Kutipan Pilihan:
####################

Mohon tunggu...
Tanziila
Tanziila Mohon Tunggu... Pemuka Agama - Mahabharata

Tak lebih dari pria bertampang biasa saja pun, tunakarya, tak bisa jadi asa, namun syukurnya tak ada jeda.

Selanjutnya

Tutup

Ruang Kelas

Orang Miskin Dilarang Sarjana? Kemendikbud Berikan Penjelasan Kontroversial

6 Juni 2024   23:35 Diperbarui: 6 Juni 2024   23:46 211
+
Laporkan Konten
Laporkan Akun
Kompasiana adalah platform blog. Konten ini menjadi tanggung jawab bloger dan tidak mewakili pandangan redaksi Kompas.
Lihat foto
Bagikan ide kreativitasmu dalam bentuk konten di Kompasiana | Sumber gambar: Freepik

Orang Miskin Dilarang Sarjana?

 Akhir akhir ini muncul sebuah pernyataan yang menggemparkan di dunia Pendidikan. Undang undang dasar Indonesia yang didalamnya berisi nilai bahwa kecerdasan ialah hak segala bangsa seakan tercemar oleh sebuah pernyataan yang berbunyi "Orang miskin dilarang sarjana". Bahkan pernyataan tersebut sudah banyak menghiasi platform media sosial seperti tiktok, instagram dan twitter. Namun, fenomena yang terjadi memancing banyak komentar yang tertuju pada slogan tersebut.

####################

Isi Data:

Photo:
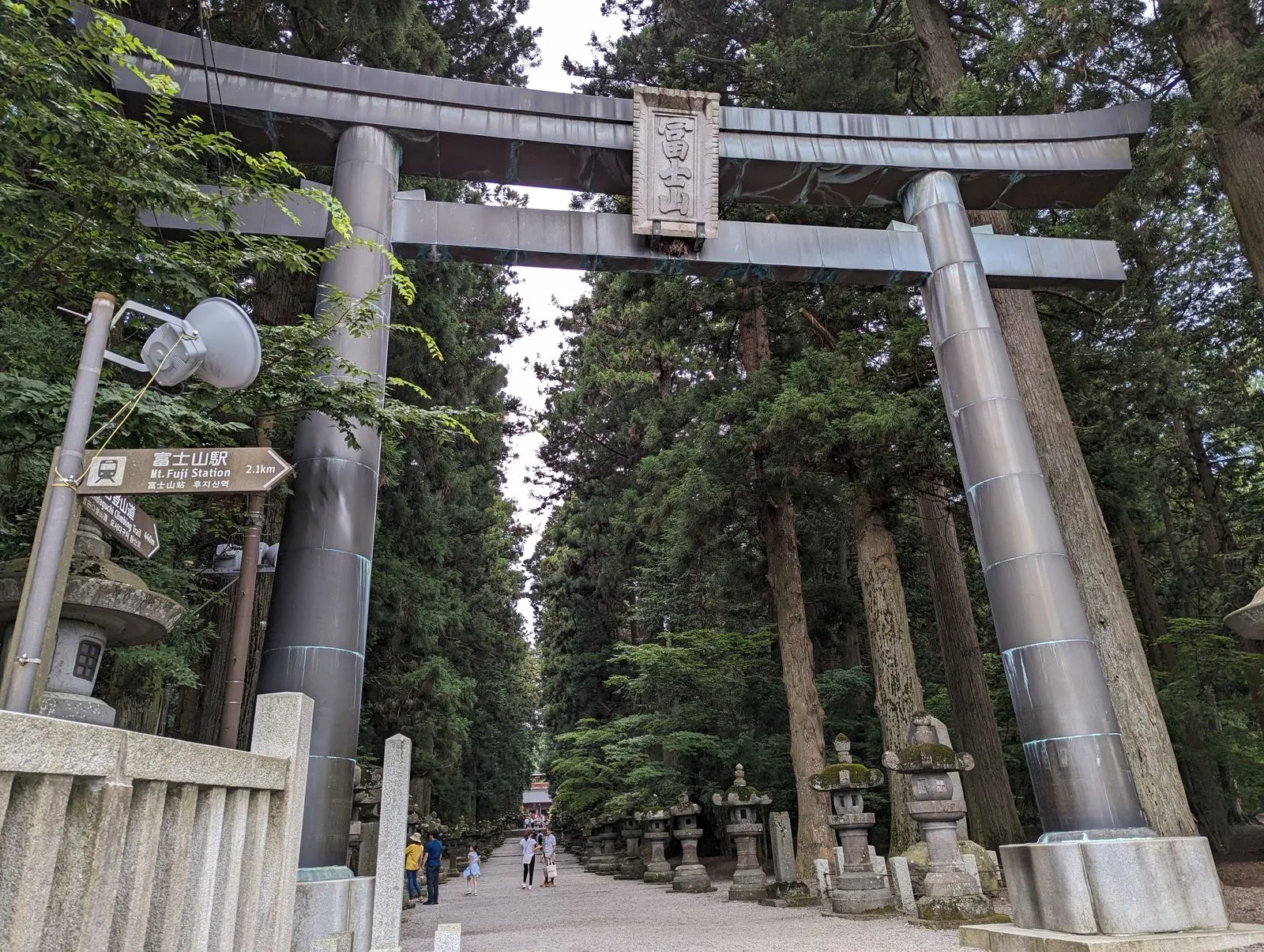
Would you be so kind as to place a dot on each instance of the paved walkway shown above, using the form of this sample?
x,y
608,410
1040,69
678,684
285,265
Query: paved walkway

####################

Daftar Soal:
a: Dalam tulisan tentang pernyataan "Orang miskin dilarang sarjana", mengapa undang-undang dasar disebut seakan tercemar? Jelaskan dalam satu sampai tiga kalimat.
b: Lanjutkan tulisan tentang pernyataan "Orang miskin dilarang sarjana", dimulai setelah kalimat terakhir yang tercantum.

Jawaban Tiap Soal:
a: Undang-undang dasar Indonesia berisi nilai bahwa kecerdasan adalah hak segala bangsa. Pernyataan "Orang miskin dilarang sarjana" yang ramai di media sosial bertentangan dengan nilai itu, sehingga undang-undang dasar terasa seakan tercemar olehnya.

b:
Ungkapan tersebut sejatinya dilontarkan oleh para mahasiswa Universitas Jendral Soedirman sebagai usaha dalam memberikan kritik kepada realita tentang tingginya biaya Pendidikan di perguruan tinggi khususnya di universitas tersebut. Sejatinya, kuliah bukan hanya bisa dijangkau oleh orang orang dengan finansial yang tinggi, melainkan dapat dijangkau oleh para pejuang dengan ekonomi kelas bawah. Hal tersebut yang menjadikan mahasiswa Universitas Jendral Soedirman membumikan aspirasinya dengan membuat slogan "Orang miskin dilarang sarjana" (Kholis, 2024.) Dapat diartikan, slogan tersebut merupakan bentuk sindiran kerasa mahasiswa kepada pimpinan UNSOED dengan keputusan kontrovesialnya. Mahasiswa juga menaruh harapan cerah kepada Kemendikbud untuk memberikan keputusan yang mapan untuk masa depan pendidikan Indonesia.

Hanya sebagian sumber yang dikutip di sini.